-- TASK DIRECTIONS --
All lines of the listing below are to be printed again exactly.

>>>>>

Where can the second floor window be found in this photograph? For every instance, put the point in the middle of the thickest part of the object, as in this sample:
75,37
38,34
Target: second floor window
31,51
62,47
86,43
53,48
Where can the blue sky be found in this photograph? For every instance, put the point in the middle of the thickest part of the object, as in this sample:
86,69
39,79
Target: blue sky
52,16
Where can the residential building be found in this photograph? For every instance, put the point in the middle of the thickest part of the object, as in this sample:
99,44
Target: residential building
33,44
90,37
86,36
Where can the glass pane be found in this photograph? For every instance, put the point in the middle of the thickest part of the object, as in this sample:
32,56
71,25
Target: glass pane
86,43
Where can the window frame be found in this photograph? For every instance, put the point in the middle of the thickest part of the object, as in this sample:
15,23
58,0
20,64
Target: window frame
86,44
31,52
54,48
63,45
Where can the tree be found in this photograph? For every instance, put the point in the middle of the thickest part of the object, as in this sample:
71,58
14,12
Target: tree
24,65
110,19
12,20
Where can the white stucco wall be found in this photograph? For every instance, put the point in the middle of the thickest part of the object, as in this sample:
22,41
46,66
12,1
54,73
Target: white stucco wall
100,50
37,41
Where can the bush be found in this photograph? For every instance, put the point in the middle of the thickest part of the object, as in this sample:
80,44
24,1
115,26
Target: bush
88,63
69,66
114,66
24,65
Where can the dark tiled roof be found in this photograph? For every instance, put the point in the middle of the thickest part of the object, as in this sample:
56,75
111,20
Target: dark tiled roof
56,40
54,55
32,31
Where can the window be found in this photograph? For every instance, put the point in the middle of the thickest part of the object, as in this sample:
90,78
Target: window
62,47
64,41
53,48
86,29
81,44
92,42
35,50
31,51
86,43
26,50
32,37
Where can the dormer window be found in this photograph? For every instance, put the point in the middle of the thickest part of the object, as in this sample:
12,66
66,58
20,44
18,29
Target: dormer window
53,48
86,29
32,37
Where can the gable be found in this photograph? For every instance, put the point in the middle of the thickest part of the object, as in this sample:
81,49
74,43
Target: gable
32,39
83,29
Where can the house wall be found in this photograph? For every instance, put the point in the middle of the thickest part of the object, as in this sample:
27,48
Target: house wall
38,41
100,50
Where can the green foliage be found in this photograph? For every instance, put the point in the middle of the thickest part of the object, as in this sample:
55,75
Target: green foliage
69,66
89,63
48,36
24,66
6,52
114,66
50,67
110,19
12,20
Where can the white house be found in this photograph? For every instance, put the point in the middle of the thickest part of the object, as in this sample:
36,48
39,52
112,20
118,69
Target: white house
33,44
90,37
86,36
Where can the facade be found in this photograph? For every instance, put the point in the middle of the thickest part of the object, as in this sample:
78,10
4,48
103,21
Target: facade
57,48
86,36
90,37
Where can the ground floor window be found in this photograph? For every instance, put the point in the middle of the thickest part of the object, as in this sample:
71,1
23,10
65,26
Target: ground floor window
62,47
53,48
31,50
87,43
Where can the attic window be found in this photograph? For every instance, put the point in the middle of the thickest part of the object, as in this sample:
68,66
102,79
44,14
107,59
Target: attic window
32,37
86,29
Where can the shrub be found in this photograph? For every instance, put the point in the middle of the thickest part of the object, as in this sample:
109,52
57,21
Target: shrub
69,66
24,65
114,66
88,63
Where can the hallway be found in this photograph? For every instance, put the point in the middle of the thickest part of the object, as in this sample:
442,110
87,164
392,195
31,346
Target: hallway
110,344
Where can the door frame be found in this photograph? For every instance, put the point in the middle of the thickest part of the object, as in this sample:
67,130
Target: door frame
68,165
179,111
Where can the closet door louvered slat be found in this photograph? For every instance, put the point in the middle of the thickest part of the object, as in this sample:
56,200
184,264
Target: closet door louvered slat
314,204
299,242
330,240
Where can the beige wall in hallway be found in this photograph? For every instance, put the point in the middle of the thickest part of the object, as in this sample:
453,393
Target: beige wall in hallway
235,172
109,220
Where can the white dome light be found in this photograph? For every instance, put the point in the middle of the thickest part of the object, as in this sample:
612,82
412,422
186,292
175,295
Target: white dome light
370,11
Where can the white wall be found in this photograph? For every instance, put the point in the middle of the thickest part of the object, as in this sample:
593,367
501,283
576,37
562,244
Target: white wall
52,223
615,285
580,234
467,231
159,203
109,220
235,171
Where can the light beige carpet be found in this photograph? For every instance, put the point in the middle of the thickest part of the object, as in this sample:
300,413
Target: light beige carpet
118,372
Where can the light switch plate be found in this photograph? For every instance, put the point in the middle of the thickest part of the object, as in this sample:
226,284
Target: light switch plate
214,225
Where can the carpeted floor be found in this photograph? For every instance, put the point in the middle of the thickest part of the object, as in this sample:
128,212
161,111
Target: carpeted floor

<<<<<

-- ANSWER TO THIS PROBLEM --
Where can the second floor window be found in this photograph? For every instance, put the point in the middle of the thickest part of the object, as in this sample:
75,37
38,34
Target: second floor window
31,51
62,47
86,43
53,48
Where can the blue sky be found in this photograph? For every instance, put the point in the middle of the thickest part of the object, as in this sample:
86,69
39,79
Target: blue sky
52,16
Where can the residential building be found in this photograph? For every instance, put the point in the middle of the thickest part of the object, as in this sample:
99,44
Target: residential building
33,44
90,37
86,36
Where can the glass pane be found in this photograph? For every instance, put the point in the middle of the thickest part of the object, as in this sample:
32,56
71,25
Target: glass pane
86,43
Where can the window frame be found in this photograph? For every instance, put the point in the middle of the thickest part of the object, as in this sample:
15,23
58,0
20,64
Target: window frame
86,44
31,52
54,48
63,45
Where can the tree be found in this photograph? For every instance, put the point in the middle of the thickest part of the object, as in this sample:
71,58
14,12
Target: tree
24,65
110,19
12,20
Where can the white stucco wall be found in this photograph? For every instance, put the point in the middle of the thickest part of the object, as in this sample:
22,41
46,66
12,1
54,73
Target: white stucco wall
100,50
37,41
Where can the bush be found in this photograph? For every instance, put the point in the middle of the thickest part of the object, as in this sample:
80,44
24,1
115,26
Target: bush
88,63
69,66
114,66
24,65
Where can the dark tiled roof be found in this photograph? For every instance, put the point in the middle of the thickest part of the object, as in this sample:
56,75
111,20
Target: dark tiled roof
56,40
54,55
32,31
Where can the window be found in this photograph? For every instance, put the point in the middle of the thickest part of the object, as in this sample:
90,78
Target: window
62,47
64,41
53,48
86,29
81,44
92,42
35,50
31,51
86,43
26,50
32,37
Where can the dormer window be found in this photograph? For every instance, put the point in the middle of the thickest part of the object, as in this sample:
12,66
66,58
20,44
18,29
Target: dormer window
53,48
86,29
32,37
Where can the gable be found in this photograph? For every instance, put the point in the middle of the thickest part of the object, as in this sample:
81,49
74,43
Target: gable
32,39
83,29
Where can the house wall be found in this photograph? For every instance, put the point in the middle of the thickest part of the object, as in this sample:
27,48
Target: house wall
38,41
100,50
Where can the green foliage be found in this photograph? For every instance, put the point in the middle of the thickest part of the object, as in this sample:
55,75
Target: green foliage
69,66
89,63
48,36
24,66
6,52
114,66
50,67
110,19
12,20
Where can the white house be found in this photograph? For every instance, put the point in the middle of the thickest part of the object, as in this sample:
36,48
39,52
112,20
118,69
Target: white house
33,44
90,37
86,36
Where can the facade be found in this photograph? For every instance, put the point in the middle of the thickest part of the object, as in this sample:
78,10
4,48
103,21
Target: facade
57,48
86,36
90,37
Where can the ground floor window be found in this photograph? For every instance, put the point in the middle of the thickest part of the object, as in this sample:
71,1
23,10
65,26
Target: ground floor window
62,47
53,48
31,50
87,43
Where can the attic window be found in this photograph? For every instance, put the point in the middle of the thickest part of the object, as in this sample:
68,66
102,79
44,14
107,59
Target: attic window
32,37
86,29
Where can the shrub be found in this photograph? For every instance, put the point in the middle of the thickest part of the object, as in this sample:
109,52
57,21
Target: shrub
69,66
24,65
114,66
88,63
Where can the hallway be found in this photograph? For every instance, put the point in the middle of the thickest part of the object, as in this sample:
442,110
87,164
392,195
31,346
Target: hallway
110,344
Where can the door frame be found in this photograph? For every instance, put the point in the middle of the thickest part of the object, as in this sample:
67,130
Target: door frame
68,165
179,111
Where can the closet door louvered slat be found in this photograph? For every instance, put the point in the middle of the thickest part of the object, as in this sample:
56,200
184,264
Target: closet door louvered slat
314,204
299,242
330,240
Where can the beige wall in hallway be found in this photograph? For every instance, put the point in the middle of the thickest part of the object, as in this sample:
453,393
Target: beige wall in hallway
235,172
109,220
Where can the white dome light be found in this photograph? For every instance, put the point in the middle of the thickest part of the object, as in this sample:
612,82
412,422
186,292
175,295
Target: white dome light
370,11
Where can the white wall be found in this photograph? For every instance, put the point in the middle of the thickest part of the object, as in this sample:
593,367
501,283
576,37
562,244
Target: white wall
52,223
615,285
580,234
467,231
159,203
109,220
235,171
Where can the light beige carpet be found in this photograph? For every instance, put the point in the middle of the thickest part of the object, as in this sample:
300,413
Target: light beige carpet
118,372
Where can the light switch plate be found in this photograph? For every instance, put the point in the middle of the thickest part of the object, as in this sample:
226,284
Target: light switch plate
214,225
Where can the carpeted floor be found in this photograph? For every instance, put the point in the middle of the thickest part of the object, as in this sample:
128,212
161,111
Target: carpeted floor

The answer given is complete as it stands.